Your task —
Return the listing word for word, as given.

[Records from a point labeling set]
▬▬▬▬▬▬▬▬▬▬

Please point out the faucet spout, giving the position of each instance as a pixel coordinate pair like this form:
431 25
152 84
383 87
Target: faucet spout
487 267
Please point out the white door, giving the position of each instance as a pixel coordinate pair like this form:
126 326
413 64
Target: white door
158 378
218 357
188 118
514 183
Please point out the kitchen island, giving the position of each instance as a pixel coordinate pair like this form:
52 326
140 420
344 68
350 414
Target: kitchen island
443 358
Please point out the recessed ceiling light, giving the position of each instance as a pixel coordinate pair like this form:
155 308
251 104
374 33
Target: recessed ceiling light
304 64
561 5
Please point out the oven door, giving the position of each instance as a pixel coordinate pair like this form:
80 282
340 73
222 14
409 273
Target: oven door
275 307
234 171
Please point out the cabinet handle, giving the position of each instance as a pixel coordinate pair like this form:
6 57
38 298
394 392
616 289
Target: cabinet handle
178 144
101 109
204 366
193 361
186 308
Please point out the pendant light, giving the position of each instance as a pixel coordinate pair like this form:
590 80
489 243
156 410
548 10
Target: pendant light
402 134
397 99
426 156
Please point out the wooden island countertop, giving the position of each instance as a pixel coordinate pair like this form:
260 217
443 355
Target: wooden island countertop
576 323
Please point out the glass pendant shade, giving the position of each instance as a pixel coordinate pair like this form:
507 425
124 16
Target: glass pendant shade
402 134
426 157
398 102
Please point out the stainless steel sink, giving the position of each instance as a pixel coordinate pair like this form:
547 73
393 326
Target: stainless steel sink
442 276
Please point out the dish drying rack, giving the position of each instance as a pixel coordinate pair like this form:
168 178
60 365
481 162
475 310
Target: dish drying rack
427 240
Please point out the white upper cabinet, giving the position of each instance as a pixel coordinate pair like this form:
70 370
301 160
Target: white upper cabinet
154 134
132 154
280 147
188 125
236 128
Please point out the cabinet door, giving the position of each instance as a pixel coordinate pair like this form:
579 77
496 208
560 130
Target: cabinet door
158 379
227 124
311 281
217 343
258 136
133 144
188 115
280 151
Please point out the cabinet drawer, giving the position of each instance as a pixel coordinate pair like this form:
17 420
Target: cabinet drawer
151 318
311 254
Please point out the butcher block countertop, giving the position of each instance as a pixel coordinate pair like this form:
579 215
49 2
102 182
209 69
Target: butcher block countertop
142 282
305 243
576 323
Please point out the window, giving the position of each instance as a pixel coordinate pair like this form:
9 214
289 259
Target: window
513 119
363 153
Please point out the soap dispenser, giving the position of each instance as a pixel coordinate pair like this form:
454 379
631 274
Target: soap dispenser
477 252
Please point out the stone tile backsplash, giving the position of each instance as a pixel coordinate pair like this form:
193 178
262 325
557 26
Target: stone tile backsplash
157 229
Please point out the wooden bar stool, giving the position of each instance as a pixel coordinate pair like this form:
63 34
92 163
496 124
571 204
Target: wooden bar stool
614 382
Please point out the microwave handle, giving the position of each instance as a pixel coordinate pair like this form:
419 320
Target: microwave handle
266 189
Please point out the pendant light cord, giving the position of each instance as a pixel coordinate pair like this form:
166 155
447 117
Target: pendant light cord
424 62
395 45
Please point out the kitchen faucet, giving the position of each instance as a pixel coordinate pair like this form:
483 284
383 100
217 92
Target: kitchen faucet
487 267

▬▬▬▬▬▬▬▬▬▬

Solved exercise —
Please point out the faucet spout, giving the position of each instance as a pixel coordinate pair like this form:
431 25
152 84
383 87
Target: faucet spout
487 267
Please point out the white door, giving the position of each instance as a pixel coordinate pair like this form:
126 326
413 64
Target: white door
158 378
218 357
188 118
514 183
Please point out the kitchen island, giving the position of each instance as a pixel coordinate pair like this form:
52 326
140 420
344 68
350 414
Target: kitchen island
443 358
Please point out the recessed ceiling light, giving the position of each instance as a pixel coordinate pair like this form:
155 308
251 104
374 33
Target: recessed ceiling light
304 64
561 5
Please point out the oven door, giving the position of each instance as a pixel coordinate pair like this form:
80 282
340 73
222 14
409 273
Target: oven door
275 307
234 171
Please point out the cabinet handle, giving the position of each instance as a pixel coordinate pair like this form:
6 57
38 298
394 392
616 289
Target: cabinet handle
178 144
101 109
204 366
193 361
186 308
Please point out the pendant light, giving the position of each instance as a pixel coordinate pair like this form:
590 80
489 243
156 410
548 10
Target: pendant light
402 134
397 99
426 156
Please point out the wooden island countertop, giving the position of each instance as a pixel coordinate pair like this form:
260 217
443 355
Target: wooden island countertop
576 323
Please point out the glass pendant shade, giving the position of each instance as a pixel coordinate pair like this form:
507 425
124 16
Target: glass pendant shade
402 134
426 157
398 102
Please point out the stainless steel sink, giving the position of each instance as a pixel coordinate pair like this form:
547 73
393 326
Target: stainless steel sink
442 276
Please point out the dish drying rack, giving the position of each instance as a pixel coordinate pair like this form:
168 178
60 365
481 162
475 310
Target: dish drying rack
427 240
Please point out the white upper cabinet, giving the position of each instance as a pixel coordinate pair like this form:
70 370
301 160
Target: white upper cabinet
154 134
132 154
280 147
188 125
236 128
Please point out the cabinet door, giving the position of each instance as a pixel coordinate pair like this form:
579 77
496 208
560 130
Target: cabinet door
158 379
227 124
311 281
217 343
258 136
133 144
188 115
280 151
Please point out the cabinet drawer, giving the position of each instance as a pixel coordinate pair like this form:
17 420
Target: cabinet drawer
151 318
311 254
Please point out the butcher block countertop, giving the position of each instance as a pixel coordinate pair like this form:
579 215
49 2
102 182
209 69
Target: butcher block countertop
142 282
305 243
576 323
Please point out the window, giving the position of each instance as a pixel coordinate pair like this form:
9 214
289 259
Target: window
513 119
363 153
Please point out the soap dispenser, giving the position of each instance as a pixel coordinate pair like this form:
454 379
631 274
Target: soap dispenser
477 252
Please point out the stone tile backsplash, giving the position of each instance as a pixel coordinate pair like this form:
193 178
262 325
557 26
Target: stone tile backsplash
157 229
Please point out the wooden bar stool, giving the position of each instance as a pixel coordinate pair like this form:
63 34
92 163
496 124
571 204
Target: wooden bar stool
614 382
Please point out the microwave handle, giving the position of each instance as a pixel coordinate pair like this form:
419 320
Target: microwave handle
266 189
Please point out the pendant light cord, giving the position of each instance as a pixel coordinate pair like this form:
166 155
447 117
Target: pendant light cord
424 62
395 45
Please point out the kitchen faucet, giving the position of each instance as a pixel coordinate pair like this form:
483 284
383 100
217 92
Target: kitchen faucet
487 267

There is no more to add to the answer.